(Source records)
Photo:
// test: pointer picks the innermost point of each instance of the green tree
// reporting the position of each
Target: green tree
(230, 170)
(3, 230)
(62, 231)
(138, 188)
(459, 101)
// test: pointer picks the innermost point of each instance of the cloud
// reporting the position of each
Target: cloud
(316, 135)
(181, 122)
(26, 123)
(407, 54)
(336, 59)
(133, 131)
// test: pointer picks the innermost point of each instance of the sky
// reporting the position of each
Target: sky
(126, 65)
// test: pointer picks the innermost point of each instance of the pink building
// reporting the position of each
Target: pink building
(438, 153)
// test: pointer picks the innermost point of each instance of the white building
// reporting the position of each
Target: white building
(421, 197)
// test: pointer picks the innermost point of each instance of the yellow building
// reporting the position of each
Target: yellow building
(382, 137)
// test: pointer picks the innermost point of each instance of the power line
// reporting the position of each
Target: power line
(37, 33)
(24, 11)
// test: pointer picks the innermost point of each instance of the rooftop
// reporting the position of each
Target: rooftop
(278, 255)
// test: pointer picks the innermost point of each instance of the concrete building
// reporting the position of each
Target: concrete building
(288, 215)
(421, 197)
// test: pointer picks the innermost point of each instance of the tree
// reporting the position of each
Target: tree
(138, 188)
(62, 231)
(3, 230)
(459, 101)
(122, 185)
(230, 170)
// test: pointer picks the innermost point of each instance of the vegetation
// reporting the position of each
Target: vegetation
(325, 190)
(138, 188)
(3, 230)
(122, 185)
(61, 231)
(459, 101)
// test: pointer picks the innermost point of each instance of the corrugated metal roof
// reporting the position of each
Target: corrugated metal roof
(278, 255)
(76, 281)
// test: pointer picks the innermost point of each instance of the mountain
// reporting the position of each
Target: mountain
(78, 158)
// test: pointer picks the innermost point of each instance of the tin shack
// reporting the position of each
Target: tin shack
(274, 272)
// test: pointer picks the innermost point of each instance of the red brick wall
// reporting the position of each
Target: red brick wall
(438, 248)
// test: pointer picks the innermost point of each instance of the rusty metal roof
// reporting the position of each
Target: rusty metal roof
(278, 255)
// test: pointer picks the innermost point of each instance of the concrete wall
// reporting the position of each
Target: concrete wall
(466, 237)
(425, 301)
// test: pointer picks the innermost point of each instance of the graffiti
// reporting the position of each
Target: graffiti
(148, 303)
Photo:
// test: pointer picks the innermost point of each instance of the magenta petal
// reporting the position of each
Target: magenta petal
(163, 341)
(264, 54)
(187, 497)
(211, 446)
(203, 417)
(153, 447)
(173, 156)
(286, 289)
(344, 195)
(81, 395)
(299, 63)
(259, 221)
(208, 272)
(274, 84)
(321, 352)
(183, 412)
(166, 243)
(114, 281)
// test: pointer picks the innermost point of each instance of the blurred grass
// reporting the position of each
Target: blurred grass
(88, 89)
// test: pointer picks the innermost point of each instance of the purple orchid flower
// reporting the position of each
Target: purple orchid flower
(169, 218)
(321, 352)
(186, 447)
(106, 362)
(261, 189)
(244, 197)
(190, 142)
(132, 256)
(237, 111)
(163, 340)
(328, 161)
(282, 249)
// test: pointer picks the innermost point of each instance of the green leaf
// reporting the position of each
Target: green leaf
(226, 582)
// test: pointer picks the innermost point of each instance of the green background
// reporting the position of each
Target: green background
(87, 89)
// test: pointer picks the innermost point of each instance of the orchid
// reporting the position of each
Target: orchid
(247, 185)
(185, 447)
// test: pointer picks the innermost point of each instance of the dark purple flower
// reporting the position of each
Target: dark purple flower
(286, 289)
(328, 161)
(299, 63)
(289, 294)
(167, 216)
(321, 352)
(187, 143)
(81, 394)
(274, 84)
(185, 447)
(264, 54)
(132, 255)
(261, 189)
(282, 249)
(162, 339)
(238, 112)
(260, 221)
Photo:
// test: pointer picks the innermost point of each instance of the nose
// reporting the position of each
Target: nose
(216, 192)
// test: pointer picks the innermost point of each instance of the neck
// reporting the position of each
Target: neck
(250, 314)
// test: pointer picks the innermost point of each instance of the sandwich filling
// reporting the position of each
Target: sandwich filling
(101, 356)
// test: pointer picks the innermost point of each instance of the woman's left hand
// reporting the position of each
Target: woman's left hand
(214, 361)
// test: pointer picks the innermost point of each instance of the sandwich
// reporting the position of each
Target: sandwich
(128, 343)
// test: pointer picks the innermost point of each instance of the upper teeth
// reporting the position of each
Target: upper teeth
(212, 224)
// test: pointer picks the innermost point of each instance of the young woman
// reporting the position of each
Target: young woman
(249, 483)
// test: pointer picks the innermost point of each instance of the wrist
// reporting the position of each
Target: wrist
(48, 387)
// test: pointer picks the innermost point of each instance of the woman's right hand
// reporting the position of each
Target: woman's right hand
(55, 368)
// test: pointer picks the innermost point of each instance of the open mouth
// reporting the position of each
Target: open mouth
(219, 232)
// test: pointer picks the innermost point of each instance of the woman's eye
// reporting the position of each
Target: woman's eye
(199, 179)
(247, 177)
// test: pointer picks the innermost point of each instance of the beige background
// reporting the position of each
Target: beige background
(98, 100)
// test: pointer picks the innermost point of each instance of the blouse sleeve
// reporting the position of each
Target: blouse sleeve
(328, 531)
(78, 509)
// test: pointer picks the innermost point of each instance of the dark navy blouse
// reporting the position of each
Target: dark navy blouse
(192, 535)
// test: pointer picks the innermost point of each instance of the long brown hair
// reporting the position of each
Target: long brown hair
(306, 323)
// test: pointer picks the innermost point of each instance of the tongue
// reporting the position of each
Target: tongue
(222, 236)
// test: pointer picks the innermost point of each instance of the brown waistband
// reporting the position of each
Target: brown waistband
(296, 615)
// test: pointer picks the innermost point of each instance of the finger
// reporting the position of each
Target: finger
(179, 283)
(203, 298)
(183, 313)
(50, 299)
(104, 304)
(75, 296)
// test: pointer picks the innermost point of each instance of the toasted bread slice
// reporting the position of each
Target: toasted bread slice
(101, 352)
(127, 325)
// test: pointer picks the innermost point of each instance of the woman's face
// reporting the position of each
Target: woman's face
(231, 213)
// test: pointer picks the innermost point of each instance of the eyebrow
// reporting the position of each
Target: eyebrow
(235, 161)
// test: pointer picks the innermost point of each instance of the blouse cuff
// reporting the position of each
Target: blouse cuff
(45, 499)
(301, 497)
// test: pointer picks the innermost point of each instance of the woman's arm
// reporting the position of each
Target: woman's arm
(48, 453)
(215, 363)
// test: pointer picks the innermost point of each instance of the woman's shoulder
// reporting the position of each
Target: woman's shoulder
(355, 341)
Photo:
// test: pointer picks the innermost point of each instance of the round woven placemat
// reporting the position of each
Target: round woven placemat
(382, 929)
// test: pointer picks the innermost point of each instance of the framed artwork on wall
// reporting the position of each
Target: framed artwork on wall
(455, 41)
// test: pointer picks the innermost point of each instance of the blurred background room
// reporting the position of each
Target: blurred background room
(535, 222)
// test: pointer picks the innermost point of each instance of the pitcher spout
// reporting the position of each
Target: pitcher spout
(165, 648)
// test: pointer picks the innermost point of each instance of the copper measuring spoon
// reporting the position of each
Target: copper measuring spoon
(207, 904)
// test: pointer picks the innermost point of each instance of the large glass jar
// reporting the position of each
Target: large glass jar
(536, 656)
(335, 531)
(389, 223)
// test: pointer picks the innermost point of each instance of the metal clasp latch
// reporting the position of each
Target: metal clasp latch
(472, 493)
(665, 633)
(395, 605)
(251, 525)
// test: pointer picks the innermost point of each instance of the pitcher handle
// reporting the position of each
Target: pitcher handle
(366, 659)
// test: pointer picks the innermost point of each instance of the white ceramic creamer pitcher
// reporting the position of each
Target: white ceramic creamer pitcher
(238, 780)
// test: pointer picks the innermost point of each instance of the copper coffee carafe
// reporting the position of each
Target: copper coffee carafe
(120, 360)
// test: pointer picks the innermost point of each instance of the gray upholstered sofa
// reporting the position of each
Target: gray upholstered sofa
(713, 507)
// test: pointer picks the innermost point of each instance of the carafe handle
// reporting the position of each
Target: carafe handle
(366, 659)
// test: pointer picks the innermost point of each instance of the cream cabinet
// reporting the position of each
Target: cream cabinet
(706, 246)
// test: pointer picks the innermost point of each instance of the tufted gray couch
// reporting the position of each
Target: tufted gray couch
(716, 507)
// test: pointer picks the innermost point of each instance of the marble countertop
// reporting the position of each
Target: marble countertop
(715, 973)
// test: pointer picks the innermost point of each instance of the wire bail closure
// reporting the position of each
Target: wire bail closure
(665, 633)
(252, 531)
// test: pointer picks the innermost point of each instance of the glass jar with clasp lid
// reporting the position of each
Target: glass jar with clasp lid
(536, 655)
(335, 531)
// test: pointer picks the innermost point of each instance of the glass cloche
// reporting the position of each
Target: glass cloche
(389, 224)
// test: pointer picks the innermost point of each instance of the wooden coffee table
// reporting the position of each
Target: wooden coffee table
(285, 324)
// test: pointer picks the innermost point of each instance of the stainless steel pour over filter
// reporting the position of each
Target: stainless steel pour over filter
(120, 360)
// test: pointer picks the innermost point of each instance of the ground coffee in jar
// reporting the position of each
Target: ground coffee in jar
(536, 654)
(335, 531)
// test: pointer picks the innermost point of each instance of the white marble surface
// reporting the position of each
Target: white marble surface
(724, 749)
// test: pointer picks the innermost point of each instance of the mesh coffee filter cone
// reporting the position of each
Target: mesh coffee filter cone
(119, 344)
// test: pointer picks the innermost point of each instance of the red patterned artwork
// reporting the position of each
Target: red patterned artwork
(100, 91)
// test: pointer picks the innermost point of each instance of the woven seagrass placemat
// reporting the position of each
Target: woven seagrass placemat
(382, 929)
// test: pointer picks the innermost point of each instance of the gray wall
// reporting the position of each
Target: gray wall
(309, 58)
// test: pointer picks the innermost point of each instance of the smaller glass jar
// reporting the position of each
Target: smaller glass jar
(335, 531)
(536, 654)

• **Exercise instructions**: Would you retype the lines above from the one with "Target: concrete building" down to the one with "the concrete wall", word for word, both ends included and no other lines?

• **Your solution**:
Target: concrete building
(288, 215)
(421, 197)
// test: pointer picks the innermost point of each instance of the tree
// reporting the position of each
Target: tree
(138, 188)
(62, 231)
(3, 230)
(459, 101)
(122, 185)
(230, 170)
// test: pointer picks the innermost point of each instance of the vegetation
// reporting the position of each
Target: vegetation
(325, 190)
(138, 188)
(3, 230)
(122, 185)
(61, 231)
(459, 101)
// test: pointer picks the innermost point of each instance of the corrugated metal roof
// reporting the position of each
Target: corrugated metal roof
(278, 255)
(76, 281)
// test: pointer picks the innermost point of each instance of the mountain
// reporting the position of each
Target: mountain
(78, 158)
// test: pointer picks the innermost point of each instance of the tin shack
// reporting the position of each
Target: tin shack
(274, 272)
// test: pointer picks the innermost point of each instance of the red brick wall
// reporting the position of each
Target: red brick wall
(438, 248)
// test: pointer picks the innermost point of each instance of the rusty metal roof
// reporting the position of each
Target: rusty metal roof
(278, 255)
// test: pointer picks the innermost point of each instance of the concrete wall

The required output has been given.